Il problema è che la trattativa col Psg è diventata lunga, fra le richieste nerazzurre (70 milioni) e le offerte dei parigini (intorno ai 60). Davvero non si poteva accelerare, come ha fatto la Juventus con il Bayern per De Ligt? Già, perché la tempistica con cui bianconeri e bavaresi hanno chiuso l’affare non è stata affatto casuale. Una volta sfumato Koulibaly, a Torino hanno capito che – in Serie A – solo Bremer avrebbe potuto sostituire l’olandese e allora hanno velocizzato. Nel frattempo, Marotta e Ausilio hanno avvertito (troppo tardi, evidentemente) il rischio di un inserimento juventino, fissando un incontro con il Torino per lunedì. Le modalità non sono state delle più sagaci: la notizia è diventata di dominio pubblico nella serata di venerdì (sabato e domenica non si lavora?), i bianconeri hanno avuto il tempo di chiudere l’affare De Ligt nel weekend e poi inserirsi con decisione per chiudere, come è puntualmente accaduto. Davvero non si poteva gestire meglio? Ma soprattutto, Skriniar a parte, è normale che l’Inter non abbia ancora messo insieme un euro da una cessione? Anche la trattativa Pinamonti è diventata una telenovela infinita. Con i soldi dell’attaccante in meno, probabilmente le cose avrebbero potuto prendere una piega differente.
C’è da dire, a discolpa della dirigenza, che se il mondo è consapevole del fatto che tu abbia bisogno (per l’ennesima volta) di liquidità per “sopravvivere”, allora è normale che il mondo con te giochi al ribasso. E qui veniamo al nocciolo.
La proprietà: un film già visto…
La strada Zhang è senza uscita. Ma non si faccia l’errore di credere che alcune assurdità gestionali nascano oggi o l’anno scorso. Molti prendono a riferimento l’estate 2019 come la condensazione di grandeur della proprietà svanita, sfortunatamente, dopo la pandemia. Bene, ma ricordate le estenuanti trattative per Barella e Lukaku? Il primo arrivò mantenendo la parola data all’Inter nonostante un’offerta superiore da parte della Roma (fece quello che non ha fatto Bremer, per intenderci), il secondo era ormai diretto verso la Juventus e l’affare saltò grazie a Dybala che rifiutò il Manchester United e a Conte che quasi distrusse l’hotel nel quale alloggiava l’Inter. La proprietà non è nuova a questi modi di fare stravaganti in sede di mercato. Succedeva anche nel 2017, quando all’improvviso “si chiusero i rubinetti”. Non c’era una pandemia con cui giustificare l’ingiustificabile. Eppure questo venne, ugualmente, giustificato.
_ _ _
* Istruzioni dell'esercizio *
- 1) Nel testo sul mercato dell'Inter, con quale squadra la Juventus ha chiuso l'affare De Ligt?
- 2) Trascrivi dal testo sul mercato dell'Inter il tratto che va da "C’è da dire, a" fino a "veniamo al nocciolo.".
- 3) Prosegui il testo sul mercato dell'Inter dal punto in cui si interrompe.
L'elenco proviene da una fonte diversa rispetto al testo.
_ _ _
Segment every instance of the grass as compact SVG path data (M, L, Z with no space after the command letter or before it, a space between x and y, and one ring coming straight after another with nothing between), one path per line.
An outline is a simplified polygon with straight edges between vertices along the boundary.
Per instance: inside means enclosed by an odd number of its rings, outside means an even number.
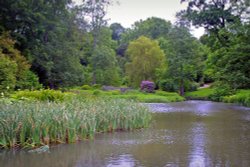
M144 103L169 103L185 100L185 98L181 97L177 93L164 91L145 93L139 90L130 90L125 93L121 93L119 90L102 91L72 89L71 92L82 94L85 96L110 97L113 99L133 99L135 101Z
M209 96L214 93L213 88L202 88L193 92L186 92L185 97L192 100L208 100Z
M148 108L124 99L0 101L0 147L74 143L95 133L147 127Z
M222 101L225 103L237 103L250 107L250 89L238 90L234 95L223 97Z

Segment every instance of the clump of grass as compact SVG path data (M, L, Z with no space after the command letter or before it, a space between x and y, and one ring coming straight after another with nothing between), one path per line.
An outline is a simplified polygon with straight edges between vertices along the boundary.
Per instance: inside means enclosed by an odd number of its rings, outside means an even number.
M70 93L63 93L59 90L50 90L50 89L44 89L44 90L35 90L35 91L29 91L29 90L23 90L23 91L17 91L14 94L11 95L11 98L17 99L17 100L38 100L38 101L64 101L68 96L72 94Z
M74 143L95 133L147 127L148 108L124 99L0 101L0 147Z

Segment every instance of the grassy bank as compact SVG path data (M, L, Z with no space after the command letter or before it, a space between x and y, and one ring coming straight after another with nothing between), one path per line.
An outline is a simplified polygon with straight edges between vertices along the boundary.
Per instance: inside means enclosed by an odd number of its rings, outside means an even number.
M209 96L214 93L212 88L202 88L193 92L186 92L185 97L190 100L209 100Z
M250 107L250 90L238 90L234 95L223 97L222 101Z
M0 101L0 147L36 147L74 143L95 133L148 126L144 106L124 99L67 102Z
M135 101L144 103L169 103L185 100L185 98L178 95L178 93L164 91L155 91L155 93L145 93L139 90L130 90L122 93L119 90L102 91L72 89L71 92L82 94L85 96L110 97L114 99L133 99Z

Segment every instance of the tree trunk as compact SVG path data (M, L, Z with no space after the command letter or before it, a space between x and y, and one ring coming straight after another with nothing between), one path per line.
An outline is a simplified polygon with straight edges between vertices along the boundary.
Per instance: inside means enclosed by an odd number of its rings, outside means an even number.
M181 79L181 81L180 81L179 94L181 96L184 96L184 80L183 79Z

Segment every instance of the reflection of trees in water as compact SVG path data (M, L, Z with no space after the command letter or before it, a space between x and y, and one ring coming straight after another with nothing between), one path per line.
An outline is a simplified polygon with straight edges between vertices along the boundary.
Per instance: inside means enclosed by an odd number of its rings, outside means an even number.
M250 165L250 122L243 115L249 113L228 107L206 122L211 166Z
M249 111L215 107L221 111L157 113L148 129L100 134L51 153L2 153L0 166L249 166Z
M154 129L145 136L151 142L136 145L131 149L132 154L145 166L187 166L193 119L191 113L156 114Z

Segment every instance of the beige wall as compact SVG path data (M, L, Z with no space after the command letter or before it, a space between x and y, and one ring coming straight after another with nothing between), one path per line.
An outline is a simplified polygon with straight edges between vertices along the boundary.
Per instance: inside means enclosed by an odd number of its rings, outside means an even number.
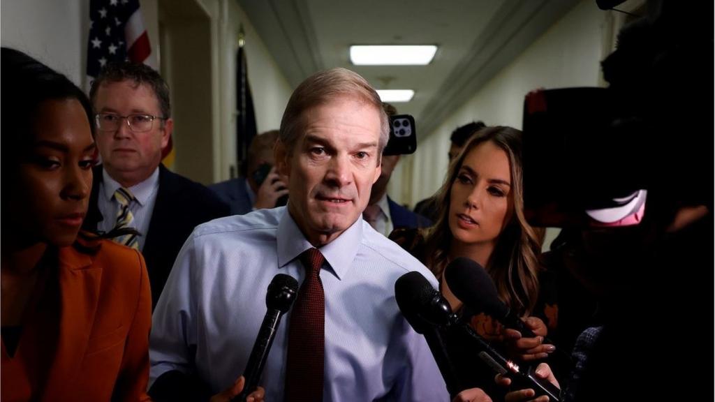
M89 14L89 0L2 0L0 43L37 58L82 85Z
M439 188L447 170L449 136L456 127L480 119L489 125L521 129L524 95L529 91L539 87L598 85L599 62L605 56L601 42L604 30L610 29L606 24L608 15L593 1L584 0L436 130L428 134L421 133L425 137L415 154L400 162L412 163L414 173L409 198L400 201L414 205ZM403 170L406 170L405 167L395 175ZM403 192L397 182L390 180L390 194L393 190L398 190L395 194Z
M86 85L89 0L2 0L0 6L3 46ZM142 0L142 12L152 48L149 64L172 87L175 170L204 183L228 178L235 161L234 65L240 24L260 132L278 127L292 88L235 0Z
M449 136L474 120L521 128L524 96L539 87L602 85L600 62L610 52L612 16L583 0L522 54L490 80L433 132L414 155L403 157L390 181L389 194L413 207L439 189L447 172ZM605 42L605 44L604 44ZM547 231L544 247L558 234Z

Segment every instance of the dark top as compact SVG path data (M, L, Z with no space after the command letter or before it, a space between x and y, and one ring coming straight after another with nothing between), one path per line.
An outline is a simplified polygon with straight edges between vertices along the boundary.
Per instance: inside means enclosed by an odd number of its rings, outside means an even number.
M97 223L104 219L97 206L102 177L102 166L96 167L94 173L89 210L83 227L97 232ZM194 227L228 215L228 205L219 200L213 192L169 171L163 165L159 165L157 201L142 250L149 270L152 308L157 305L179 250Z
M423 263L426 262L423 231L414 229L396 230L390 234L390 239ZM548 328L549 336L552 336L556 331L558 320L555 277L548 271L541 271L539 286L538 300L533 315L543 320ZM463 322L468 323L477 333L490 340L494 348L505 356L509 356L503 344L493 340L501 330L500 325L495 318L484 312L475 311L466 307L455 313ZM482 361L478 356L479 350L474 347L473 341L458 334L449 338L446 343L450 358L460 372L465 388L478 387L483 389L494 401L503 399L506 390L496 386L494 382L494 371L486 364L480 363ZM551 364L551 362L549 363Z
M430 220L403 207L393 201L390 197L388 197L388 205L390 206L390 216L392 217L393 227L395 229L428 227L432 225Z
M20 342L21 333L22 333L22 325L7 325L0 328L2 343L5 345L5 350L10 357L15 356L17 344Z
M437 205L437 196L433 195L425 198L415 205L415 213L419 214L432 222L437 222L439 217L439 208Z

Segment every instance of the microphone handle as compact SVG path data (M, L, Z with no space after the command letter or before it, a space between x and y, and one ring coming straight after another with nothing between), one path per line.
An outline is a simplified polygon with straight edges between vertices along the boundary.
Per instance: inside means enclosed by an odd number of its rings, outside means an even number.
M550 402L560 402L561 391L544 378L537 377L533 368L523 371L514 362L505 358L495 350L486 340L465 323L460 326L477 343L479 357L495 372L511 378L513 389L531 388L534 391L534 398L542 395L548 396Z
M456 368L449 358L442 330L438 326L430 325L425 329L424 335L432 356L435 358L435 362L437 363L437 367L440 369L442 378L447 385L450 397L453 398L464 389L464 387L462 386Z
M243 391L231 399L231 402L245 402L246 398L258 386L258 380L261 377L263 366L265 366L268 352L270 351L270 347L273 344L276 330L280 324L282 315L282 312L277 309L266 311L265 317L263 318L263 322L258 330L258 335L256 335L256 340L253 343L251 355L246 363L246 368L243 371L243 376L246 378Z
M533 333L528 327L526 326L526 323L524 323L521 318L516 316L511 310L507 313L506 316L504 317L504 320L502 322L508 328L511 328L516 330L521 333L521 336L524 338L536 338L536 334ZM556 345L556 343L551 340L548 337L544 336L542 343L546 343L549 345ZM573 360L571 359L571 356L568 353L561 349L561 348L556 348L556 353L554 355L558 356L559 360L558 364L563 366L563 367L568 368L569 371L573 367Z

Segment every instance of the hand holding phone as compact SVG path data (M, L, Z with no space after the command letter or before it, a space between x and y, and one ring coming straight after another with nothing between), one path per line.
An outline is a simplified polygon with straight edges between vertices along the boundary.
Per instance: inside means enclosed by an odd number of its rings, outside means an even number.
M253 179L259 186L254 208L275 208L287 203L287 178L279 175L275 166L268 163L262 164L254 172Z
_ _ _
* Risposte *
- 1) Con il Bayern.

- 2)
C’è da dire, a discolpa della dirigenza, che se il mondo è consapevole del fatto che tu abbia bisogno (per l’ennesima volta) di liquidità per “sopravvivere”, allora è normale che il mondo con te giochi al ribasso. E qui veniamo al nocciolo.

- 3)
Oggi, però, siamo a un punto di non ritorno. Non è possibile che un club come l’Inter debba fare costantemente un attivo di mercato monstre; non è possibile che giocatori forti, giovani e legati alla maglia come Skriniar vengano messi alla porta; non è possibile che si chieda alla dirigenza di costruire una squadra competitiva sempre sotto il segno più, più e ancora più; non è possibile rimandare sempre gli esborsi economici con i “pagherò”; non è possibile che l’anno scorso l’Inter sia stata la squadra con l’attivo di mercato più alto non solo di tutta Europa, ma della storia del calcio; non è possibile reinvestire il 20% del ricavato; non è possibile prendere in giro i tifosi con un prestito che possa stimolare la nostalgia e nel frattempo, di sottecchi, con altre operazioni, mutilare l’identità; non è possibile calpestare, giorno dopo giorno e anno dopo anno, una storia meravigliosa di un club meraviglioso, esponendolo a figuracce come quella di ieri. “La strada Zhang è senza ritorno“, diceva Paolo Condò un anno fa, dopo la cessione di Lukaku. Quelle parole, oggi più di ieri, si rivelano perfettamente aderenti ad un contesto sempre più assurdo.